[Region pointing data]

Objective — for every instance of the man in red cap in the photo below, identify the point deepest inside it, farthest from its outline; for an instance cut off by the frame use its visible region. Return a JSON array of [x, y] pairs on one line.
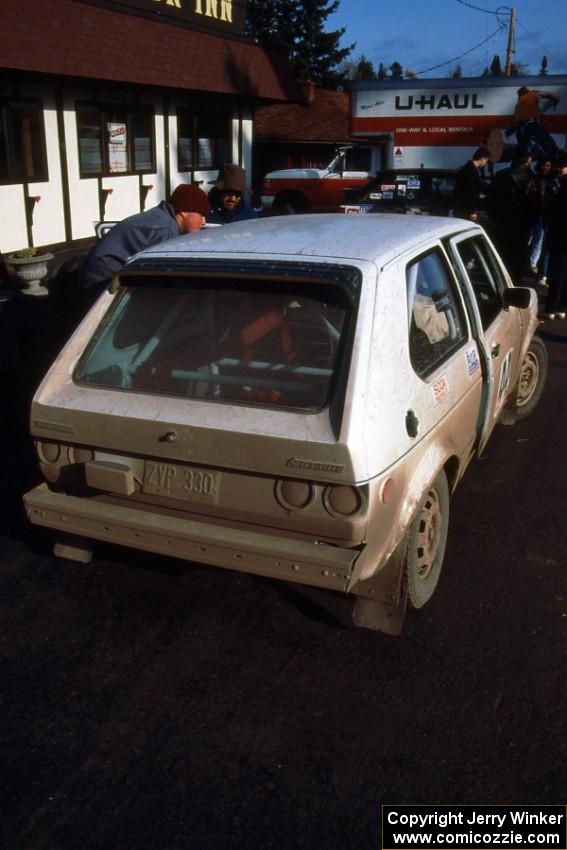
[[185, 212]]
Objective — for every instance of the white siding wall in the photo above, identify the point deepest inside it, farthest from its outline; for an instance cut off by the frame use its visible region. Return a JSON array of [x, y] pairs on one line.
[[13, 233], [48, 226], [83, 193]]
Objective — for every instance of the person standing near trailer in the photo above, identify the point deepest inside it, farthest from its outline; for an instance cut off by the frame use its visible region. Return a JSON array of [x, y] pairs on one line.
[[469, 185]]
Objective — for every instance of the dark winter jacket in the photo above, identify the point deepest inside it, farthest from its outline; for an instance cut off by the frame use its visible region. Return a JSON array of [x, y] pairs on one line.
[[468, 187], [126, 238], [557, 232]]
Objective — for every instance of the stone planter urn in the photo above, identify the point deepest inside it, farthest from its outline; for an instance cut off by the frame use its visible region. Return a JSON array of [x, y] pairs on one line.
[[30, 269]]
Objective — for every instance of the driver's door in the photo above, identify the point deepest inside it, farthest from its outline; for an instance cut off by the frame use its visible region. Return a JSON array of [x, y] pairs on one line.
[[499, 329]]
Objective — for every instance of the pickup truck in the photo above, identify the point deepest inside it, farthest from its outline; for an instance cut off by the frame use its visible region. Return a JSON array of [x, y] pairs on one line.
[[295, 398], [301, 190]]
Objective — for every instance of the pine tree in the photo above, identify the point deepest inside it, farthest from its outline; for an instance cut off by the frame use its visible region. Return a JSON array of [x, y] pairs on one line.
[[364, 69], [297, 28]]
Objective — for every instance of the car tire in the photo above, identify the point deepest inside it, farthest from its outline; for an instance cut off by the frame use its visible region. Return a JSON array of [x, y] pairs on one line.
[[426, 542], [533, 375]]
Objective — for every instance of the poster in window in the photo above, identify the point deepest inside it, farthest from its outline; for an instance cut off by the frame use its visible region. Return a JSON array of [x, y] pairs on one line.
[[117, 147], [185, 147], [206, 153]]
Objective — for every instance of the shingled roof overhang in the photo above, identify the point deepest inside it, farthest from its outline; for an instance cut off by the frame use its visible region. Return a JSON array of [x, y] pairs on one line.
[[72, 39]]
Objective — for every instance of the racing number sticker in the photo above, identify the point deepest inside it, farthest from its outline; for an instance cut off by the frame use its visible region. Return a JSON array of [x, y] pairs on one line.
[[504, 375], [440, 389]]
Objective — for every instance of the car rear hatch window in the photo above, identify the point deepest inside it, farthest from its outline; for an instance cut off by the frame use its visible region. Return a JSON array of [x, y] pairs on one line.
[[267, 340]]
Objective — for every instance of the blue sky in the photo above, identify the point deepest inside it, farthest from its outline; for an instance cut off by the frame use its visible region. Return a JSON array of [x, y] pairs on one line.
[[422, 33]]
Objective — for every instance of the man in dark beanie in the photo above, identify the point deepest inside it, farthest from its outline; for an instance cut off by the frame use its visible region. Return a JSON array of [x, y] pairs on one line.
[[228, 197], [186, 211]]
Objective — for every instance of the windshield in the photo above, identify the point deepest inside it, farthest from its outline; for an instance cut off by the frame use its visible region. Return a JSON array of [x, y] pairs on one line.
[[271, 342]]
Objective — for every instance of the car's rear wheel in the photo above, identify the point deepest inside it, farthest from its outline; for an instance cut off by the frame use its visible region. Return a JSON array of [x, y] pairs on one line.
[[426, 543], [533, 375]]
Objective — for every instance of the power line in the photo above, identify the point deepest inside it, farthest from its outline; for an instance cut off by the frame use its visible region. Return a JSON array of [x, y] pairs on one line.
[[466, 53], [478, 8]]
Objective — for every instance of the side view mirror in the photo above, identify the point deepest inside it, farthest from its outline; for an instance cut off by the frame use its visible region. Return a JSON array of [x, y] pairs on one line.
[[517, 296]]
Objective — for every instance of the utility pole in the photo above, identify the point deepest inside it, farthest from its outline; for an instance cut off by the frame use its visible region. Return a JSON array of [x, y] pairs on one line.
[[510, 47]]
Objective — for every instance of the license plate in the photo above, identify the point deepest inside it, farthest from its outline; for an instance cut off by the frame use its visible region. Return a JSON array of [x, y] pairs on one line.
[[187, 483]]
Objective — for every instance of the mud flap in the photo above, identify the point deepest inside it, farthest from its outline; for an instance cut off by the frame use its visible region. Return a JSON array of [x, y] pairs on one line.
[[73, 548], [382, 600]]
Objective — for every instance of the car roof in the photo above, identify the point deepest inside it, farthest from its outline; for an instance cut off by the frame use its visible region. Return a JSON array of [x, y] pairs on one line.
[[412, 172], [327, 236]]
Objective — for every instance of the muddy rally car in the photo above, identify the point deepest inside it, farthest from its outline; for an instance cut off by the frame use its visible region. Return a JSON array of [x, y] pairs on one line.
[[291, 397]]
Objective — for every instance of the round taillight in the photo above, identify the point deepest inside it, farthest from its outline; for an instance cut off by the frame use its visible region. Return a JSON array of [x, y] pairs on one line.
[[342, 500], [387, 492], [294, 495], [48, 452]]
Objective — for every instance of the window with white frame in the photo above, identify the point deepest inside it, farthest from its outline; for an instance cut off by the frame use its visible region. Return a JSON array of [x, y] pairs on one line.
[[22, 141], [115, 139], [203, 138]]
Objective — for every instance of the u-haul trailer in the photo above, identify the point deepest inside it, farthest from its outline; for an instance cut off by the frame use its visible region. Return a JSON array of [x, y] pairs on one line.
[[437, 123]]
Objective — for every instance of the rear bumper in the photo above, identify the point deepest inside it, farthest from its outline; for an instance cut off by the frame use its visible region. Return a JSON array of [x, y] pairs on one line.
[[271, 555]]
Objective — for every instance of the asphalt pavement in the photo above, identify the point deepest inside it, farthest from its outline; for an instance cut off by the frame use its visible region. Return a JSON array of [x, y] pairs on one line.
[[149, 704]]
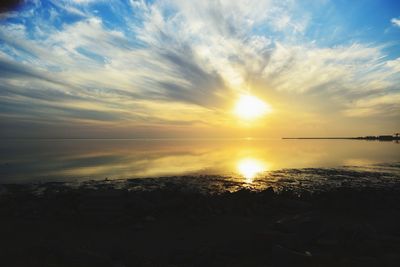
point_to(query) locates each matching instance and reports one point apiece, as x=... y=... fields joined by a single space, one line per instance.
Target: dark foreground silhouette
x=105 y=226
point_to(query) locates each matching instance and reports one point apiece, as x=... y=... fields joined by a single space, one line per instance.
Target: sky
x=176 y=68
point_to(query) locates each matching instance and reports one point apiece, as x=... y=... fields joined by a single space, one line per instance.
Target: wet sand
x=140 y=223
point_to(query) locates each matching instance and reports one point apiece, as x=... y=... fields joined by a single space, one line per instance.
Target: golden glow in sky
x=249 y=107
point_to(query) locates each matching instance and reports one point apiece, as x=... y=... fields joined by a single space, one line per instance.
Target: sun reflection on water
x=249 y=168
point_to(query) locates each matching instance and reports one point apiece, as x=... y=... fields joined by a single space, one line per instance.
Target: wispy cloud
x=124 y=64
x=395 y=22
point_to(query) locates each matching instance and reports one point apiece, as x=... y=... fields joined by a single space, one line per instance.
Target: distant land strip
x=394 y=137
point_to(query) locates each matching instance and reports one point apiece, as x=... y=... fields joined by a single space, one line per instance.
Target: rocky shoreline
x=117 y=223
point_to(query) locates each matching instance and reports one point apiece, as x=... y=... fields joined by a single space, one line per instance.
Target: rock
x=149 y=219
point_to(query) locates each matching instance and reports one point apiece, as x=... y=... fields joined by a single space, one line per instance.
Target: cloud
x=176 y=62
x=395 y=22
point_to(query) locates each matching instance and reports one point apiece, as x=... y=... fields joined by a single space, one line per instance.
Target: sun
x=249 y=107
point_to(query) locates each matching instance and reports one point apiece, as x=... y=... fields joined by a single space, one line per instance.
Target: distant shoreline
x=372 y=138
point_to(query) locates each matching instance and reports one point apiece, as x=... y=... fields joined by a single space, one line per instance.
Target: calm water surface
x=78 y=160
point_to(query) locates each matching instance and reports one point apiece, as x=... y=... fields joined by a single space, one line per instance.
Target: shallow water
x=244 y=159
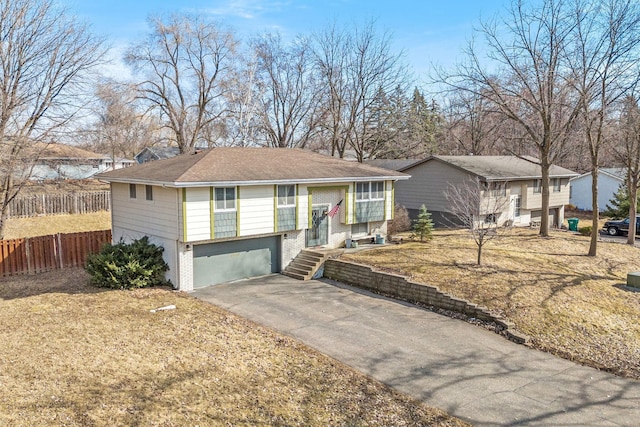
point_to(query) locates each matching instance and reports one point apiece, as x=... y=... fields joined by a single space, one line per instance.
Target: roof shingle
x=493 y=168
x=248 y=165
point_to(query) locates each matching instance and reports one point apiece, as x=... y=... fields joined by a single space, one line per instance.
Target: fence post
x=59 y=250
x=27 y=250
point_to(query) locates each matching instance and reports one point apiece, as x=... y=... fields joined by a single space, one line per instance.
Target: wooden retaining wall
x=396 y=286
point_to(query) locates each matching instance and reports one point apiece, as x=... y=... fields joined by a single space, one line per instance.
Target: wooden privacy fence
x=59 y=203
x=43 y=253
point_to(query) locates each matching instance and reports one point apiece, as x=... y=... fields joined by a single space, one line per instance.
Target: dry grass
x=572 y=305
x=76 y=356
x=52 y=224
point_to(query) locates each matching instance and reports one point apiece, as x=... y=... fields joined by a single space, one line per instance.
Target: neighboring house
x=156 y=153
x=609 y=180
x=229 y=213
x=60 y=161
x=118 y=163
x=516 y=179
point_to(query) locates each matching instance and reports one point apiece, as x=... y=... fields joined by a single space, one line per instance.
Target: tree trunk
x=544 y=216
x=633 y=207
x=4 y=215
x=595 y=229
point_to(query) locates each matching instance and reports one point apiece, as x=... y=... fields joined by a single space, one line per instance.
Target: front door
x=514 y=208
x=318 y=234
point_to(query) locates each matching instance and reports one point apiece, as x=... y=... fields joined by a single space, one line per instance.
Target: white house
x=229 y=213
x=515 y=179
x=609 y=180
x=56 y=161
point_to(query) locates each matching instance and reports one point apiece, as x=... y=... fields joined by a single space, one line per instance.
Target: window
x=370 y=190
x=498 y=189
x=362 y=191
x=286 y=195
x=359 y=228
x=225 y=199
x=537 y=186
x=377 y=190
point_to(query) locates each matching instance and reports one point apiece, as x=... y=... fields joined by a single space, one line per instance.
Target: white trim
x=247 y=183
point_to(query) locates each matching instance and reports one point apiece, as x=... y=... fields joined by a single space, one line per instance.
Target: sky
x=427 y=31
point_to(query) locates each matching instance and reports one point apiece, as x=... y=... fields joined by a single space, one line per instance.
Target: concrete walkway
x=465 y=370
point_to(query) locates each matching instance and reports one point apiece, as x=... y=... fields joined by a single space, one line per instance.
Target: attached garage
x=536 y=216
x=234 y=260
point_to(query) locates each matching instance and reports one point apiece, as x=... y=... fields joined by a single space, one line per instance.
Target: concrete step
x=296 y=275
x=313 y=258
x=294 y=269
x=305 y=262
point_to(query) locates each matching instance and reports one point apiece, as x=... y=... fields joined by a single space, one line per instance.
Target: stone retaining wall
x=396 y=286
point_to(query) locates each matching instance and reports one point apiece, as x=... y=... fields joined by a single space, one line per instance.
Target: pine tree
x=423 y=225
x=618 y=207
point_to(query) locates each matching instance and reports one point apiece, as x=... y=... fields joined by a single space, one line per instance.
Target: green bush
x=423 y=225
x=128 y=265
x=585 y=231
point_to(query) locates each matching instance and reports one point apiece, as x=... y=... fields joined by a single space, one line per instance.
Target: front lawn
x=74 y=355
x=570 y=304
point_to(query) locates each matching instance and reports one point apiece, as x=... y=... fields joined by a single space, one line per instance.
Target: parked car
x=614 y=228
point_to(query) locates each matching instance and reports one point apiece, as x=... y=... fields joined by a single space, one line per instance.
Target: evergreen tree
x=618 y=207
x=423 y=225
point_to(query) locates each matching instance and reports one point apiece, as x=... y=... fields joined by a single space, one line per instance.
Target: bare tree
x=602 y=55
x=628 y=153
x=529 y=86
x=289 y=101
x=480 y=208
x=45 y=57
x=242 y=124
x=187 y=62
x=121 y=130
x=356 y=66
x=472 y=127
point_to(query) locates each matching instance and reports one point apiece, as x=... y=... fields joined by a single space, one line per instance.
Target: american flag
x=335 y=209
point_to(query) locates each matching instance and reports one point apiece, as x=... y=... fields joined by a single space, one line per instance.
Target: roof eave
x=188 y=184
x=523 y=178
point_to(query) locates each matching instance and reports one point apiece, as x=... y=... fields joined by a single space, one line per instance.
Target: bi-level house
x=229 y=213
x=516 y=179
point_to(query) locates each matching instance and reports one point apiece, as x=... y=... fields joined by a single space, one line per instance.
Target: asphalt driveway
x=465 y=370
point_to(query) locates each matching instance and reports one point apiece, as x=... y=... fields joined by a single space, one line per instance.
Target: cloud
x=247 y=9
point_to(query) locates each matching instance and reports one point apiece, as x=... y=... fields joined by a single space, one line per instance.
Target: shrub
x=585 y=231
x=401 y=221
x=128 y=265
x=423 y=225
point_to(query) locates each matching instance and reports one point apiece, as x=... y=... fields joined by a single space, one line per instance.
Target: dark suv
x=614 y=228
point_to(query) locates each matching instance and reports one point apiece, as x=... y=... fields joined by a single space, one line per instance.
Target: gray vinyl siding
x=533 y=201
x=287 y=218
x=157 y=217
x=427 y=184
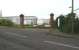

Your objective.
Pictures stay out; reproduce exactly the lines from the one containing "Target: bi-level house" through the end of the data.

Task response.
Target: bi-level house
x=229 y=213
x=516 y=179
point_to(query) locates each matching instance and reports one point apiece, as x=... y=... fields joined by a single space, one line per instance.
Target: asphalt driveway
x=465 y=370
point_to(query) locates each matching instance and reports one point apiece, as x=... y=... fields joined by a single space, one line per instance.
Target: cloud
x=247 y=9
point_to(query) locates each matching instance and reports one point apiece, as x=... y=... fields joined by a single space, one line per instance.
Target: shrub
x=585 y=231
x=401 y=221
x=128 y=265
x=423 y=225
point_to(query) locates each matching instance and reports one point apiece, as x=... y=... fields joined by a single space, one line per instance.
Target: dark suv
x=614 y=228
point_to(query) locates each matching instance and reports one point apiece, as x=... y=... fields joined by a single space, one line per instance.
Target: gray vinyl siding
x=533 y=201
x=287 y=218
x=157 y=217
x=427 y=184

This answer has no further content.